**MATERIAL PROVIDED**:
───

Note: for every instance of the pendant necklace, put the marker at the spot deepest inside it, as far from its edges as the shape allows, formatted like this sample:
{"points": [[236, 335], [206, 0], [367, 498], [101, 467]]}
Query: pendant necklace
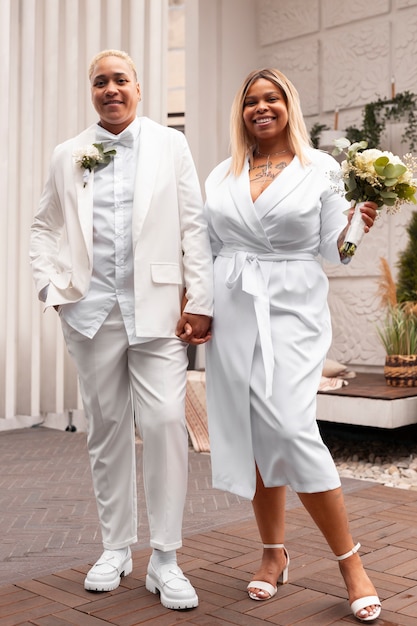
{"points": [[268, 158]]}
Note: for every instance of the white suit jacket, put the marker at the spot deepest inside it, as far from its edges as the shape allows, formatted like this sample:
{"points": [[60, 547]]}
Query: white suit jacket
{"points": [[170, 241]]}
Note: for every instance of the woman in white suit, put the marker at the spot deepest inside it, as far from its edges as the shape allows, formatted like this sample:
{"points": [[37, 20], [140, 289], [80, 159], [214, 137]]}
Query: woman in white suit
{"points": [[272, 212], [120, 248]]}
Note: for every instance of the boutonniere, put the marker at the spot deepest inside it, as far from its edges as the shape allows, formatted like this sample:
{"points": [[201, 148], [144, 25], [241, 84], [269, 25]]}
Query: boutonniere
{"points": [[91, 157]]}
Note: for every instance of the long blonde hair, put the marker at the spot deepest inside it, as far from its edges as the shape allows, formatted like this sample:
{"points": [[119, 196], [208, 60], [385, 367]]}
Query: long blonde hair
{"points": [[241, 141]]}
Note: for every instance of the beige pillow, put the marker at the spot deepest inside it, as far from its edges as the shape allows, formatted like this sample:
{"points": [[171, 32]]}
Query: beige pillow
{"points": [[333, 368]]}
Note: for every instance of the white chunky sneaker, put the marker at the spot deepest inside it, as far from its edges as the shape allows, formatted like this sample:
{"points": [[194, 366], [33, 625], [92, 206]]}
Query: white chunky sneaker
{"points": [[105, 575], [175, 590]]}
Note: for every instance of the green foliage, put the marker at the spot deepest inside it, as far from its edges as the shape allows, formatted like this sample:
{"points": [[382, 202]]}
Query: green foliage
{"points": [[398, 332], [407, 264], [376, 114]]}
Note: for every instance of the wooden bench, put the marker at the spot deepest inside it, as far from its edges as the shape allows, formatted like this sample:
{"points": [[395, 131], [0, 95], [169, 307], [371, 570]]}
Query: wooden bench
{"points": [[368, 401]]}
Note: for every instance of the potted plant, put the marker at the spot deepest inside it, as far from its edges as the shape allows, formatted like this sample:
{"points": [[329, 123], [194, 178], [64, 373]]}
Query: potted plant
{"points": [[397, 333], [401, 107]]}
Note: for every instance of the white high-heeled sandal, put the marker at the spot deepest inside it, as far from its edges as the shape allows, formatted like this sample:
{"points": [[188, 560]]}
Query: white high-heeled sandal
{"points": [[267, 587], [362, 603]]}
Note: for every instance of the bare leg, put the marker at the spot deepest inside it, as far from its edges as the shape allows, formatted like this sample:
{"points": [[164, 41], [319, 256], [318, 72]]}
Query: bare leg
{"points": [[269, 508], [328, 511]]}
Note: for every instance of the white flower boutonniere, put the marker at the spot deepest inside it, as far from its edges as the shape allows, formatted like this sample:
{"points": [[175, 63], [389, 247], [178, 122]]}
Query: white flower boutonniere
{"points": [[91, 157]]}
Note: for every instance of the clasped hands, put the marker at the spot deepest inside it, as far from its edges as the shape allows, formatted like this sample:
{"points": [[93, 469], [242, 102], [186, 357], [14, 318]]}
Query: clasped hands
{"points": [[194, 329]]}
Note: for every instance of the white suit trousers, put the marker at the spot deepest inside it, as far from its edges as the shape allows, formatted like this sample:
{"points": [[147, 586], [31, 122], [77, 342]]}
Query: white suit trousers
{"points": [[119, 383]]}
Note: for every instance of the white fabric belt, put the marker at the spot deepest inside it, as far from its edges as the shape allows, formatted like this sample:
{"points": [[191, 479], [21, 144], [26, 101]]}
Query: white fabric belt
{"points": [[246, 264]]}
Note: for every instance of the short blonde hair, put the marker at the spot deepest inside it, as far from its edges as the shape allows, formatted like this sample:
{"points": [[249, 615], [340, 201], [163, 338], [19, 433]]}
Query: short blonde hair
{"points": [[241, 141], [112, 53]]}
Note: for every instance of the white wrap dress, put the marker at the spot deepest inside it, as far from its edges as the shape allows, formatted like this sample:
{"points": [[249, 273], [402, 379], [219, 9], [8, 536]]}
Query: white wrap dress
{"points": [[271, 326]]}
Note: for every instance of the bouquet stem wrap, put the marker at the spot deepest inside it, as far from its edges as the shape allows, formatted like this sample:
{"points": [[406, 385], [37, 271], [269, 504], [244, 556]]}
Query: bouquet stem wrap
{"points": [[355, 233]]}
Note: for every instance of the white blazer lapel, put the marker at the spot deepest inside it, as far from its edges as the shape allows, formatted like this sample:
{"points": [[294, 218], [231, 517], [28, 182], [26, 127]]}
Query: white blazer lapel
{"points": [[149, 149], [85, 192], [240, 193], [282, 186]]}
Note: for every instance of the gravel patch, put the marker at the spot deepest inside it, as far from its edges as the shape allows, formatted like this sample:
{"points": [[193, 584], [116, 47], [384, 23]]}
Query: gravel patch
{"points": [[388, 457]]}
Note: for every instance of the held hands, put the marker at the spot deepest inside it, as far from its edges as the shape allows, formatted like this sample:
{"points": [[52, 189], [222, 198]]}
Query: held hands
{"points": [[194, 329]]}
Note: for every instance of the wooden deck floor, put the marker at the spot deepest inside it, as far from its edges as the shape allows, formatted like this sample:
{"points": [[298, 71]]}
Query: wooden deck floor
{"points": [[220, 562]]}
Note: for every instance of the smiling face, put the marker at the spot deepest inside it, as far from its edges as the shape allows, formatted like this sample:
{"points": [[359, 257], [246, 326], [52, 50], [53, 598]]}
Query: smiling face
{"points": [[115, 93], [265, 113]]}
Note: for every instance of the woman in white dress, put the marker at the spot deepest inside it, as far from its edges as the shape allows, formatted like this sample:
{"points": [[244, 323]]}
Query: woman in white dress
{"points": [[273, 213]]}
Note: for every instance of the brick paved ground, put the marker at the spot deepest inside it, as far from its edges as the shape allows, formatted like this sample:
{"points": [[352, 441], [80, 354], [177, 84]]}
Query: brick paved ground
{"points": [[48, 515], [50, 536]]}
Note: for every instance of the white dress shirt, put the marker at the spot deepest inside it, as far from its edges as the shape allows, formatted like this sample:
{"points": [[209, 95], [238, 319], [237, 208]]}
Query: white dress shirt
{"points": [[112, 276]]}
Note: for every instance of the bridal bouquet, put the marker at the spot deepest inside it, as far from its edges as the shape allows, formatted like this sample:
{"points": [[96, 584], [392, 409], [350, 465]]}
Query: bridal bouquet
{"points": [[372, 175]]}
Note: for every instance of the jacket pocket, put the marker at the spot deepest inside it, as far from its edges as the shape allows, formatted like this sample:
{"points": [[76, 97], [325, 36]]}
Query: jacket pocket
{"points": [[168, 273]]}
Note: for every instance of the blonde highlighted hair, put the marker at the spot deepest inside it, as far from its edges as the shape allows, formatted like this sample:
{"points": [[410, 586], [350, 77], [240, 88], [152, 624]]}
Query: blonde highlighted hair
{"points": [[242, 142], [112, 53]]}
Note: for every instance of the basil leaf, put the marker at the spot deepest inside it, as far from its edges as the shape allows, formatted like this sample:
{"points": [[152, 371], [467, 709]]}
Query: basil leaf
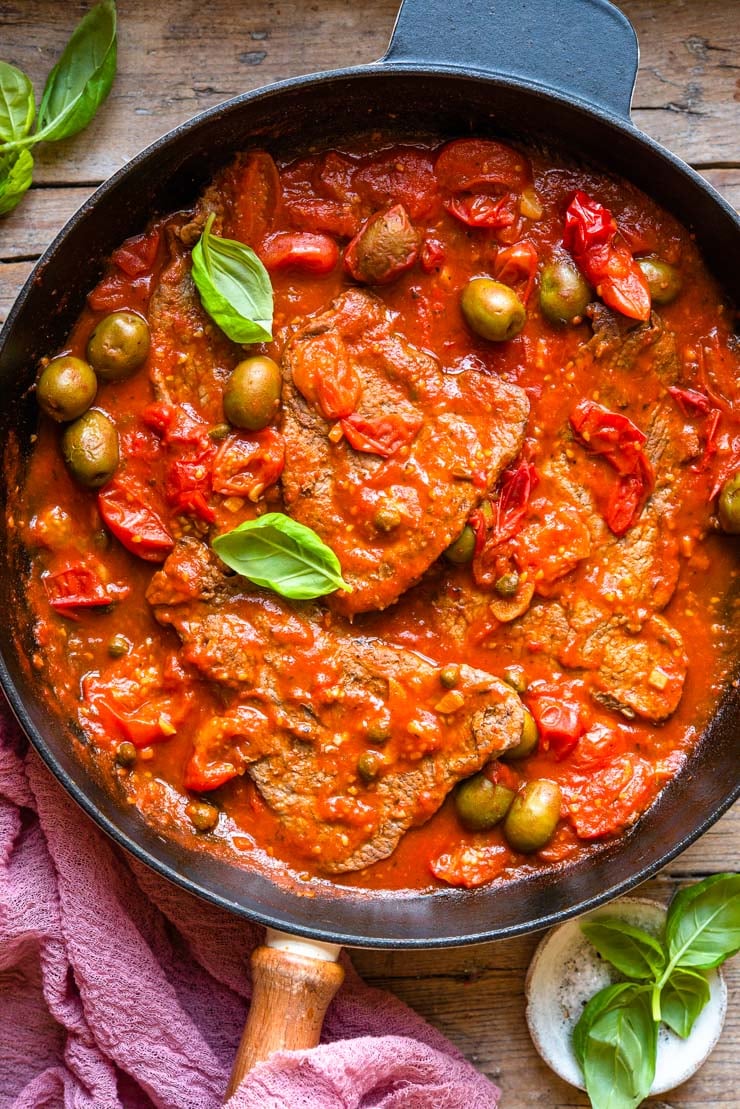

───

**DO THIS**: Please rewrite the stretch of the data above from the line containing "Note: for every instance of the jacket" through the end of the data as a numbered list. Leave out blank lines and any pictures.

**TASK SOLUTION**:
1. Note: for every instance of the jacket pocket, put the marker at the spot deepest inside it, as far from its edges as the shape allows, formatted like this sample:
2. {"points": [[76, 97], [325, 36]]}
3. Query: jacket pocket
4. {"points": [[168, 273]]}
5. Note: for every instance of the blonde highlighted hair, put the marker at the spot deepest inside it, as far from its edges as the shape allows, formatted like this sample:
6. {"points": [[410, 586], [350, 77], [240, 88], [152, 624]]}
7. Query: blonde highlighted hair
8. {"points": [[242, 142], [112, 53]]}
9. Note: for every instance of the basil leaf, put the marker at the spot deepest inside it, as far from its edges as the shape allows, formatted like this sample:
10. {"points": [[152, 371], [467, 709]]}
11. Query: basil leaf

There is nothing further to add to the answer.